▸ Problem:
Write each entry out again verbatim, pictures excluded.

▸ Source material:
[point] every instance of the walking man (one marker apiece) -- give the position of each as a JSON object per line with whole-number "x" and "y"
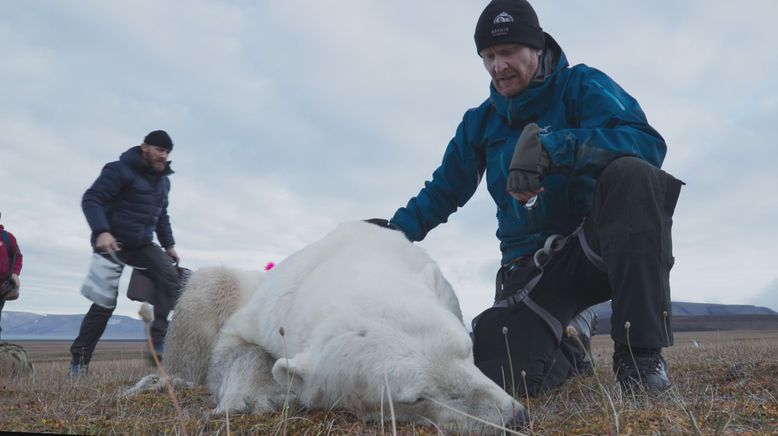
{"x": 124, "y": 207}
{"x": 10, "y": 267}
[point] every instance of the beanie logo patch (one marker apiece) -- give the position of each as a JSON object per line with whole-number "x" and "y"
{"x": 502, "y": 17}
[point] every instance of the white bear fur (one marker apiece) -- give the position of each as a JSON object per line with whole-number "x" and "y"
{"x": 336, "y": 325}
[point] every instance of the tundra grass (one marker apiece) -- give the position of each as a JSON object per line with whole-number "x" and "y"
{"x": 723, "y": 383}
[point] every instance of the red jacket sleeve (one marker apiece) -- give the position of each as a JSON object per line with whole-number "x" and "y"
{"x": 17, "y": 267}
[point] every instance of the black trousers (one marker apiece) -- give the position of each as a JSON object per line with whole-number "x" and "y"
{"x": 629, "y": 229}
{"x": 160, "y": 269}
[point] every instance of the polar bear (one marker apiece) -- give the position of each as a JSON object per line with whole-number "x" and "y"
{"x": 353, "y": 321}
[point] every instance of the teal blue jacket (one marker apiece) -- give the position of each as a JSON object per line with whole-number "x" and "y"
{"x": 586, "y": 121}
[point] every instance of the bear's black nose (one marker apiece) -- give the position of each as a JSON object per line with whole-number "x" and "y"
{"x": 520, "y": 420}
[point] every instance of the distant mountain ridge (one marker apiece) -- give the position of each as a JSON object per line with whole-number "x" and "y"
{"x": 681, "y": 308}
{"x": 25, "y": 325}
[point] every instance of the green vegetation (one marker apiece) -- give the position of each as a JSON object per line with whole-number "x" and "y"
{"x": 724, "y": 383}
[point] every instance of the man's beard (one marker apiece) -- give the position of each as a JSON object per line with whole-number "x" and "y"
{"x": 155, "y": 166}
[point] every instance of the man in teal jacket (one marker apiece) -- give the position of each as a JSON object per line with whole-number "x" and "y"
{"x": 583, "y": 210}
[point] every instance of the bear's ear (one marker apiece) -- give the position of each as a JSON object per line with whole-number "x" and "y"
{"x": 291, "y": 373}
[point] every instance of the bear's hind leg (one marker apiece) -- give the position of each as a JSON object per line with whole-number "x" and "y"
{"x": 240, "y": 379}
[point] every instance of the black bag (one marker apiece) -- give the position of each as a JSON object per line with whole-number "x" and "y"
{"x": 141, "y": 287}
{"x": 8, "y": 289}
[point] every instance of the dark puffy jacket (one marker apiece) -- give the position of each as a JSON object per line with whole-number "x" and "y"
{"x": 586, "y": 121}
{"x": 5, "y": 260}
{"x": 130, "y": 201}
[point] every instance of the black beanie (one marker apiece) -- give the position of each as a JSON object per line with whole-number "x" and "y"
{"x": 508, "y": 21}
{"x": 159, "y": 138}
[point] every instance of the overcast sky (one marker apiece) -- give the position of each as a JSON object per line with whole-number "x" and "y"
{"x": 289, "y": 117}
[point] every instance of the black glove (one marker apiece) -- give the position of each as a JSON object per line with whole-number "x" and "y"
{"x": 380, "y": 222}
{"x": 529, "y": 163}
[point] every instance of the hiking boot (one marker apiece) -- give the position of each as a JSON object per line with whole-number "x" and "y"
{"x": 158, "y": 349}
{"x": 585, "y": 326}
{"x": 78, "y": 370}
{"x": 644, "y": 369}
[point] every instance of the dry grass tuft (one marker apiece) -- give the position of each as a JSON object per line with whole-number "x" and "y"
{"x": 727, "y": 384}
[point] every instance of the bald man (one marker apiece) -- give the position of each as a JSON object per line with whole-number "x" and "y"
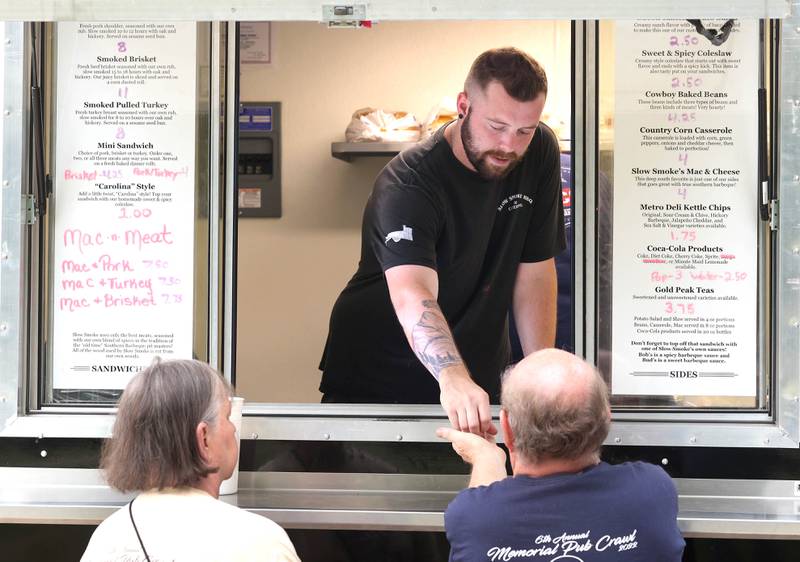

▸ Response to the exercise:
[point] every instance of the walking man (one marker apiece) -- give the position of each as a JSON object per line with whole-number "x" and "y"
{"x": 124, "y": 207}
{"x": 10, "y": 267}
[point] every instance of the beanie logo patch (one marker apiece) -- give the position of each as a JSON object per line with whole-number "x" and "y"
{"x": 502, "y": 17}
[point] every instance of the white bear fur (one marker apiece) -- give the position of each as a JSON object per line with whole-number "x" and "y"
{"x": 336, "y": 325}
[point] every instance of the tundra grass (one marker apiece) -- give the position of each as a JSON object per line with whole-number "x" and "y"
{"x": 723, "y": 383}
[point] every instance of the red jacket sleeve (one marker apiece) -- give the position of each as a JSON object per line with whole-number "x" and "y"
{"x": 17, "y": 267}
[point] every instance of the black trousers (one marker apiece) -- give the position of each as a JSON object per line with whole-number "x" and "y"
{"x": 629, "y": 229}
{"x": 160, "y": 269}
[point] every instance of the polar bear (one marker apiece) -- give the position of each as a JSON object per line with whole-number "x" and "y"
{"x": 353, "y": 321}
[point] every instance of the teal blue jacket (one marker apiece) -- give the position of each as a JSON object per line with whole-number "x" and "y"
{"x": 586, "y": 121}
[point] every instance of the bear's black nose (one marker apiece) -- give the position of each as a JSON object per line with whole-number "x" and "y"
{"x": 520, "y": 420}
[point] every instance of the distant mountain ridge (one marker apiece) -- give the position of each as a JSON object per line with whole-number "x" and "y"
{"x": 681, "y": 308}
{"x": 25, "y": 325}
[point] every instance of the green vegetation (one marker apiece) -- give the position of each as a JSON object per line with whole-number "x" and "y"
{"x": 724, "y": 383}
[point] every instance of the man's beard (one marker apiece) -- give the position of each as a JSON object per line with whole-number "x" and "y"
{"x": 155, "y": 166}
[point] every instance of the man in teal jacket (one marker apiece) -- give the position of each as a JSON object per line with whole-number "x" and "y"
{"x": 583, "y": 210}
[point] every instance of the bear's ear (one marker apiece) -- give the position of each as a JSON object per line with whole-number "x" and "y"
{"x": 291, "y": 373}
[point] every instance of the bear's hind leg (one marker apiece) -- give the position of each as a JSON object per line with whole-number "x" and "y"
{"x": 240, "y": 379}
[point] every instance of the black bag (one marker apiece) -- give the position of each as a JSON object per line with whole-number "x" and "y"
{"x": 141, "y": 287}
{"x": 8, "y": 289}
[point] every instance of the dark puffy jacket (one marker apiece) -- give the position of each as a JSON object per line with whole-number "x" and "y"
{"x": 586, "y": 121}
{"x": 5, "y": 260}
{"x": 130, "y": 201}
[point] every instance of the black beanie (one marker apiece) -- give the position of each as a JSON object per line with whole-number "x" and "y"
{"x": 508, "y": 21}
{"x": 159, "y": 138}
[point] every instance of the overcast sky (one marker apiece) -- give the position of each as a JSON object per line with whole-number "x" and "y"
{"x": 289, "y": 117}
[point] every instance of the black glove (one marker apiece) -- give the position of each as a JSON object per line with whole-number "x" and "y"
{"x": 380, "y": 222}
{"x": 529, "y": 163}
[point] every instance of the hiking boot (one marker apiece) -- give the position of each as a JSON object per line with whole-number "x" and "y"
{"x": 158, "y": 349}
{"x": 585, "y": 326}
{"x": 78, "y": 370}
{"x": 644, "y": 369}
[point] every instance of the dry grass tuft (one marker apiece) -- give the position of each as a JSON object per line with whole-number "x" and "y"
{"x": 727, "y": 384}
[point] every instance of the bald man (one marker apiece) -- give the position of each as a JSON object per line with whole-number "x" and "y"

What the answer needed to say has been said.